__Task__
Set down exactly the lines below between the line holding "with number 9." and the line holding "Place one point per instance of the tree reflection", inclusive; no other line belongs in the answer.

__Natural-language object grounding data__
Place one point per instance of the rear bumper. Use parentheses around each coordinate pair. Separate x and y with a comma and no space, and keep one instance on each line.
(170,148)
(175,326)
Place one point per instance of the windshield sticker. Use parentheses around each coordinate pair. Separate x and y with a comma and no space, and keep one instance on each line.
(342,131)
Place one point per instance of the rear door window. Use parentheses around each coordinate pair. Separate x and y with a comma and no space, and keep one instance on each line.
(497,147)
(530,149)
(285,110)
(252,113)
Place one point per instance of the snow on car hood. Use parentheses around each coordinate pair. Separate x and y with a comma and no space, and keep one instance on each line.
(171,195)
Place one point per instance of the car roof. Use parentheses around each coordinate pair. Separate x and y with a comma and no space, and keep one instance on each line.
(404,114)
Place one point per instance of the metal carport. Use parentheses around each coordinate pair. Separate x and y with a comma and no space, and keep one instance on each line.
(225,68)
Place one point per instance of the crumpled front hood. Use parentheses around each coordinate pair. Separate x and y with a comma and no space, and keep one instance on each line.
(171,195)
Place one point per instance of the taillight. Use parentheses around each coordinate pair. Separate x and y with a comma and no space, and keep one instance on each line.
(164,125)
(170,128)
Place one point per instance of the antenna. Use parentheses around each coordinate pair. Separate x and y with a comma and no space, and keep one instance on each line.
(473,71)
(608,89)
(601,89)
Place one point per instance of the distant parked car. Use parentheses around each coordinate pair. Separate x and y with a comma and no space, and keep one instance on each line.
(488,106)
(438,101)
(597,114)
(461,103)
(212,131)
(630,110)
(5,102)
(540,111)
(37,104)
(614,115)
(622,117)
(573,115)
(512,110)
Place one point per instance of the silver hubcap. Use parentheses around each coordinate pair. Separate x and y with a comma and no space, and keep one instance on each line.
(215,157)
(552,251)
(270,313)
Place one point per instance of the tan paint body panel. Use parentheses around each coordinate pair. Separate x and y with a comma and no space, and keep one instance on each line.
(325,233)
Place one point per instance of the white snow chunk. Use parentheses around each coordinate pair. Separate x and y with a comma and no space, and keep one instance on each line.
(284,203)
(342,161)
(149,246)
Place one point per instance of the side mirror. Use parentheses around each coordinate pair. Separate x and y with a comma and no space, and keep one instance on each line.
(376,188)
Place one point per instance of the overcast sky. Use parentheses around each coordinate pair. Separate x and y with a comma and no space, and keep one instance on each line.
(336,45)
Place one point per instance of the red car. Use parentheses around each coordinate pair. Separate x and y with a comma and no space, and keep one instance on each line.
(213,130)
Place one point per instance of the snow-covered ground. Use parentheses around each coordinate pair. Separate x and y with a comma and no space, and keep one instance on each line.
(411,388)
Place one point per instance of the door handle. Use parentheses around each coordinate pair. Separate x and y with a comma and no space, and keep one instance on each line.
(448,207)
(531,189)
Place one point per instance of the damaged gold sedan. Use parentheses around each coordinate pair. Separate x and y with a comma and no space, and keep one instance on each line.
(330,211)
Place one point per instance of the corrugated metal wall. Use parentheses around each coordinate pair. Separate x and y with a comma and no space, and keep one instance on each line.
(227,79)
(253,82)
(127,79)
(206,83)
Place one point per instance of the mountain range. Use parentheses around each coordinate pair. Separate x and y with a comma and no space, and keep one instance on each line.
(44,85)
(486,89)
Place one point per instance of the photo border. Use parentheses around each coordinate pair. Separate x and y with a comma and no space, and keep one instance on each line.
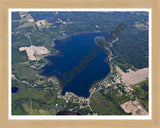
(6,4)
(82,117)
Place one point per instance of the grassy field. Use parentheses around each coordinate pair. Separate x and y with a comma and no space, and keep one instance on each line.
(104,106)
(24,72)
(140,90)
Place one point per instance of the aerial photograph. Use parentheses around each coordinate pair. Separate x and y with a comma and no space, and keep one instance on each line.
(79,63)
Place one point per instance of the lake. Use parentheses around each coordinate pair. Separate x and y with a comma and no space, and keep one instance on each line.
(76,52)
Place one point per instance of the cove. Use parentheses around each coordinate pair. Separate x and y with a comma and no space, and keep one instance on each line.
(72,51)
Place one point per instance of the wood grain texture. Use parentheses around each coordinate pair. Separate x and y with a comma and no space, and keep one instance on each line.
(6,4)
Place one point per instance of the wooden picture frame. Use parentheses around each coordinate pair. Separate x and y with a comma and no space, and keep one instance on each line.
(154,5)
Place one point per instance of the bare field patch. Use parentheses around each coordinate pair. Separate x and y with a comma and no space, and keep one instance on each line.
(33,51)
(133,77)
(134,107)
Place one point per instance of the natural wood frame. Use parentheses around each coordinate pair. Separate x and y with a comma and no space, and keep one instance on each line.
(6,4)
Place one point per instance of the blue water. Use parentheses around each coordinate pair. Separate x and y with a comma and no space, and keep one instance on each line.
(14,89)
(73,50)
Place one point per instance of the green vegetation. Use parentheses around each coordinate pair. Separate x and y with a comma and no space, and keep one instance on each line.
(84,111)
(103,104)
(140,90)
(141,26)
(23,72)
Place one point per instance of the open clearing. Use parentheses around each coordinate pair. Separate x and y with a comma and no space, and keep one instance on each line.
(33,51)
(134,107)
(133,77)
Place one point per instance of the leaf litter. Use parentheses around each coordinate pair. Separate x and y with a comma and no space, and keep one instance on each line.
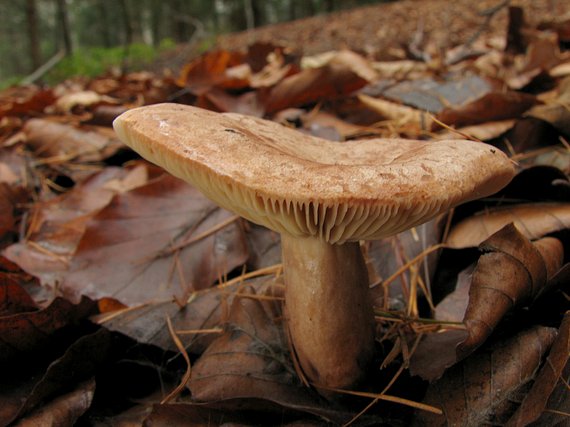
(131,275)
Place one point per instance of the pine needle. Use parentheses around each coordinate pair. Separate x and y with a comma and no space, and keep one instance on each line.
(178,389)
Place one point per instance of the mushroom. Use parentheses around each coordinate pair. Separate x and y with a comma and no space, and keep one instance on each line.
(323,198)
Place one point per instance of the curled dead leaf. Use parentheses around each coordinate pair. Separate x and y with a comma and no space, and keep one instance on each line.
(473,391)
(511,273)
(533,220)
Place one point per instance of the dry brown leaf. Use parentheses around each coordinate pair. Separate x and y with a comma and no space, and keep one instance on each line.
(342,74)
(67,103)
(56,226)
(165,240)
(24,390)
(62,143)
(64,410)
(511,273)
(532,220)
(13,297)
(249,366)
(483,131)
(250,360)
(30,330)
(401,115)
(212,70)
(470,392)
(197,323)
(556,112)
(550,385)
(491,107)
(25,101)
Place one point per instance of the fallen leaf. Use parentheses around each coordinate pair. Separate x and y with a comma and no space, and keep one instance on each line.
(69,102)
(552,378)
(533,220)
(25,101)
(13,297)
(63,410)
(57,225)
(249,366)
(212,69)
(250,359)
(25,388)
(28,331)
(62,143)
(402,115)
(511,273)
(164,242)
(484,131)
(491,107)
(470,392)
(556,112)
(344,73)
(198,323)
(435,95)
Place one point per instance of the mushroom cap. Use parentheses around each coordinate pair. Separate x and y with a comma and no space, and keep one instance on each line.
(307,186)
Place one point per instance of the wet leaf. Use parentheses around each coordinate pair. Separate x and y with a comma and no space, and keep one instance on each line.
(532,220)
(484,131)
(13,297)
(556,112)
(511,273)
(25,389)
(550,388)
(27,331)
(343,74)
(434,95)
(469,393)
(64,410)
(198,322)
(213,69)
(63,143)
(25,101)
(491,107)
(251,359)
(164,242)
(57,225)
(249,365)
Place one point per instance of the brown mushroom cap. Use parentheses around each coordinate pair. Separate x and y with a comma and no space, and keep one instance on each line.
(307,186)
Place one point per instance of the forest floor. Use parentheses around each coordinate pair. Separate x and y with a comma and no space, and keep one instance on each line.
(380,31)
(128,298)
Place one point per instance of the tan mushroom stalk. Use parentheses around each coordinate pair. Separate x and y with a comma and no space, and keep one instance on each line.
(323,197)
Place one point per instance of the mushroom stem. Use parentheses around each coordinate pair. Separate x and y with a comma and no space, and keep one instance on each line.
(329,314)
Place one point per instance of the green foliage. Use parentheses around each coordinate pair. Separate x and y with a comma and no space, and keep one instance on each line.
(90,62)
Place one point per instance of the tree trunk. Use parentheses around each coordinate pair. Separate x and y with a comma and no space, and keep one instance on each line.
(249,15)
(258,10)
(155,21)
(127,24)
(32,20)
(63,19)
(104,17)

--

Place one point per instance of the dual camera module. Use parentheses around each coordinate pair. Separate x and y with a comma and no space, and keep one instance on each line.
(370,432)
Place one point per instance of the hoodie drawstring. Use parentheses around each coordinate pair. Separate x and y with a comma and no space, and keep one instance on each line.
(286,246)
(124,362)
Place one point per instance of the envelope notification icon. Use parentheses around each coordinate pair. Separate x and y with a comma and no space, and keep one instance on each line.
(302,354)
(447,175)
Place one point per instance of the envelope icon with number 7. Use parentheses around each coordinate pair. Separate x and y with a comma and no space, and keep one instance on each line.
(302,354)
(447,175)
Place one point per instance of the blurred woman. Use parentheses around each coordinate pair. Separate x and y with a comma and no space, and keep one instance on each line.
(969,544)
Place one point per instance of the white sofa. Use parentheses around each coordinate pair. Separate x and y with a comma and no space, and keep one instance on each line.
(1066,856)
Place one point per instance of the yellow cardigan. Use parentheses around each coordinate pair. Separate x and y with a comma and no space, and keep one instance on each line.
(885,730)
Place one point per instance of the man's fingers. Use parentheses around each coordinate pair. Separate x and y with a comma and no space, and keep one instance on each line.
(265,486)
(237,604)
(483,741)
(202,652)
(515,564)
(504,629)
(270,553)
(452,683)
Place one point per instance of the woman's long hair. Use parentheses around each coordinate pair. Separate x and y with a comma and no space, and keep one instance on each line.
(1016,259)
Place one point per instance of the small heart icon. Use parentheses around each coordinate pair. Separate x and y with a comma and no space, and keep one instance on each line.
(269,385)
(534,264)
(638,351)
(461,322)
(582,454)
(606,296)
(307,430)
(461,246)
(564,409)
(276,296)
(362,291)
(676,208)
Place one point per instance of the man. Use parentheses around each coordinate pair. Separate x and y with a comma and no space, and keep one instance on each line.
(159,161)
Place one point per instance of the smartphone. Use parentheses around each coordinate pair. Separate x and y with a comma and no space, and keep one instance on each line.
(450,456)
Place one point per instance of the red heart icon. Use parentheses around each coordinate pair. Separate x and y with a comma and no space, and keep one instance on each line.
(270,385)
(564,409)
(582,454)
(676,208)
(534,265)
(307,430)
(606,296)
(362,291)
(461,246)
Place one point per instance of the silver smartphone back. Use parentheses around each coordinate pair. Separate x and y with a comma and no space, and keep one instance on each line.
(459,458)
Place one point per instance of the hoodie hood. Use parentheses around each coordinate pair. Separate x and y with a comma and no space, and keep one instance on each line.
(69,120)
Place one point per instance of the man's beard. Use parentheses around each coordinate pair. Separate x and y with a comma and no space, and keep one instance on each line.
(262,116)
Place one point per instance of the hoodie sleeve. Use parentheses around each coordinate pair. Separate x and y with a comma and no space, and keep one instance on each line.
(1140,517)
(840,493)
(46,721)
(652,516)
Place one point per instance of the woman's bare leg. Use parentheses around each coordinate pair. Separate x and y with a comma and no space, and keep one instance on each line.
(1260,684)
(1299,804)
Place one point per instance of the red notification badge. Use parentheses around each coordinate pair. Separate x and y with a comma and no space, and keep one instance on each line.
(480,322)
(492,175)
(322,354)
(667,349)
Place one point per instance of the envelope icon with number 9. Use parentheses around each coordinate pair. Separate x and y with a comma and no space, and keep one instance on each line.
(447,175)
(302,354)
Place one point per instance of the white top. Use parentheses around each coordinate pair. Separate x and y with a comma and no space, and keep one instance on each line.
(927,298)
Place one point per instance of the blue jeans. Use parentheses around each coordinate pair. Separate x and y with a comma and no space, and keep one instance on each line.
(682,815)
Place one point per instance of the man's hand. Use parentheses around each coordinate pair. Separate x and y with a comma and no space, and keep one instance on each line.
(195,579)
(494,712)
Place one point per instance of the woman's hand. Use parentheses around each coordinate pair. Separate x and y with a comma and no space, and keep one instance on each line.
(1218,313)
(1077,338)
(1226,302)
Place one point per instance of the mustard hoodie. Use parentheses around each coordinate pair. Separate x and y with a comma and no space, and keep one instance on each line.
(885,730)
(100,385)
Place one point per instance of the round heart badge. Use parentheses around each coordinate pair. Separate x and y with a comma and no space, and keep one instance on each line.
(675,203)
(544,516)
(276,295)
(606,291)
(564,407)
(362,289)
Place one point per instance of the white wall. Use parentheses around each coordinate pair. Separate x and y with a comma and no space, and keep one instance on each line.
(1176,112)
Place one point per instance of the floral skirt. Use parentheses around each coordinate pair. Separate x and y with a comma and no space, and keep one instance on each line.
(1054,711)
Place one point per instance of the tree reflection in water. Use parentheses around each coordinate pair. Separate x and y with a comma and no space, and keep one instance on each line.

...

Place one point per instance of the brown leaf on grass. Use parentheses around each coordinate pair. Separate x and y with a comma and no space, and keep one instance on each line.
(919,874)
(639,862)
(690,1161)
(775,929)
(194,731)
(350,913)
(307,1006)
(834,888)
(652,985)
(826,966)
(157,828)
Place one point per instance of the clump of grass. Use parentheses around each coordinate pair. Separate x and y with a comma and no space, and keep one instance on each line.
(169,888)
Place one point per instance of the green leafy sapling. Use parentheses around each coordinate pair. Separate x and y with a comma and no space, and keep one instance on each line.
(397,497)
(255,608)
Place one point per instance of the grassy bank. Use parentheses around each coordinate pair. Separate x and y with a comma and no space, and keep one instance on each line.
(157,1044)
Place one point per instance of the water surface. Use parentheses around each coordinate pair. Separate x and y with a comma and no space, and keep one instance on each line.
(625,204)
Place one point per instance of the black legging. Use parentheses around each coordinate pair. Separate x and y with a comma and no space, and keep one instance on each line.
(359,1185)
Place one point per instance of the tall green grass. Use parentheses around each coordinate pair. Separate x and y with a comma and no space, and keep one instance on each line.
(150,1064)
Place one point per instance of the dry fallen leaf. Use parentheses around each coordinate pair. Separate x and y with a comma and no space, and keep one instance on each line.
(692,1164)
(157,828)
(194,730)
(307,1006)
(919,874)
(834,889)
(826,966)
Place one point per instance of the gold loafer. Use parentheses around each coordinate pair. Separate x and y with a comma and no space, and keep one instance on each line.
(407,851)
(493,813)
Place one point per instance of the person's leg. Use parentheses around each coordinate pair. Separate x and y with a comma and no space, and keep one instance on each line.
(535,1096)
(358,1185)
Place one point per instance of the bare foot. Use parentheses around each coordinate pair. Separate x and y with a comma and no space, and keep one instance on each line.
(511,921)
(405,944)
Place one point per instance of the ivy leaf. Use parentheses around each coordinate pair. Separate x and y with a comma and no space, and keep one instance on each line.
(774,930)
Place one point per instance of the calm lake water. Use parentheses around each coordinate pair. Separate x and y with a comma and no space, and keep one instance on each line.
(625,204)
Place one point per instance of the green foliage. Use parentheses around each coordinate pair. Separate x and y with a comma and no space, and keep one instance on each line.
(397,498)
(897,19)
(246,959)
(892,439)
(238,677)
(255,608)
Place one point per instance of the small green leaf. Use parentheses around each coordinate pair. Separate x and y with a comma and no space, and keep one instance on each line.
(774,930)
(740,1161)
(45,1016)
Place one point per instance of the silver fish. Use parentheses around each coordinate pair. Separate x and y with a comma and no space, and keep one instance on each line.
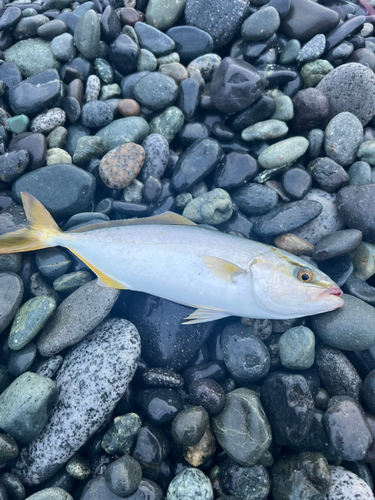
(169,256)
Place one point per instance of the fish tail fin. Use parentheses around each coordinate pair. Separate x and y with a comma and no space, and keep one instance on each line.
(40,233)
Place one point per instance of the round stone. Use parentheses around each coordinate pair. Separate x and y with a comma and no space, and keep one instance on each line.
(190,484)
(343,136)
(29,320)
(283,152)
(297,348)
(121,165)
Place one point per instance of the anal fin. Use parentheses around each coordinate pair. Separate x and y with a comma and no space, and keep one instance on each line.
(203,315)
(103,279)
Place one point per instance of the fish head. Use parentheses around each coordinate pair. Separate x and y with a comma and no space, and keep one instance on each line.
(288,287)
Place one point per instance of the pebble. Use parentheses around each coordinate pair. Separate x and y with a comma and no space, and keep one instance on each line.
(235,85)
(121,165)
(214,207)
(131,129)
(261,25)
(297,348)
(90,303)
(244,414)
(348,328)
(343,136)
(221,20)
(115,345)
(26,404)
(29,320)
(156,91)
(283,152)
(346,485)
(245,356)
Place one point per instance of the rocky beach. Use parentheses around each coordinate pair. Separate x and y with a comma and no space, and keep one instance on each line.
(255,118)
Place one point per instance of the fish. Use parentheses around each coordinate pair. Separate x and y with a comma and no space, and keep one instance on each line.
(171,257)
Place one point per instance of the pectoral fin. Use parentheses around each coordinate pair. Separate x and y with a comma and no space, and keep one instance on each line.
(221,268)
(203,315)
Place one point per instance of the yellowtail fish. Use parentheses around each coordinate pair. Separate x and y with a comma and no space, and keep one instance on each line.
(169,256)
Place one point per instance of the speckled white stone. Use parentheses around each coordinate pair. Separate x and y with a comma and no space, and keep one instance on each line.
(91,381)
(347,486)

__Result__
Place one point per instance of the envelope icon with number 9. Use parentheses around each coordinate pair. Separate x and y with a comma and no space, and keep one instance on each line.
(447,175)
(302,354)
Place one point per instance of the white top. Use parentheses around each coordinate pair. Separate x and y with a comma and no space, and keep one instance on each line.
(927,298)
Place one point per instance of the blue jeans. Use parentheses around each coordinate pair. Separate x and y with a comma and no space, and keep one instance on each line.
(682,815)
Place one point per instance of the man's hand. Use parentheses around each coordinate pair. Separate x and y with a comma and no space, and keep one instance on each line.
(195,579)
(494,712)
Place one point per instance of the woman's hand. Use parentheses around each coordinate pair. Separate x and y with a comma and no space, and keep one instance on each line.
(1218,313)
(1077,338)
(1226,302)
Place one point per instance of the mustard hoodie. Use parentheses around each coordinate pair. Separate x and y with a comma and no space, and keep one instance on each line.
(885,730)
(100,385)
Place one point per instance of the round heart badge. Use parentheses around each coordinate pair. Separate x and y with a comma and no space, and keep one instance on each line.
(675,203)
(544,516)
(276,295)
(606,291)
(564,407)
(362,289)
Place one point per instance of the white wall. Use parentheses around each coordinate pair. Separate x and y with a comma and no space, and keep one instance on each line.
(1176,112)
Place one point per instance of the floral skirt. Use parentheses around each coordinate pair. Separate x and y with a comma and no space, and keep one instance on each line.
(1054,711)
Place one point per instance of the tree reflection in water. Use parentheses around each coordinate pair. Separate x and y with a comma and no space, and keep one instance on each line.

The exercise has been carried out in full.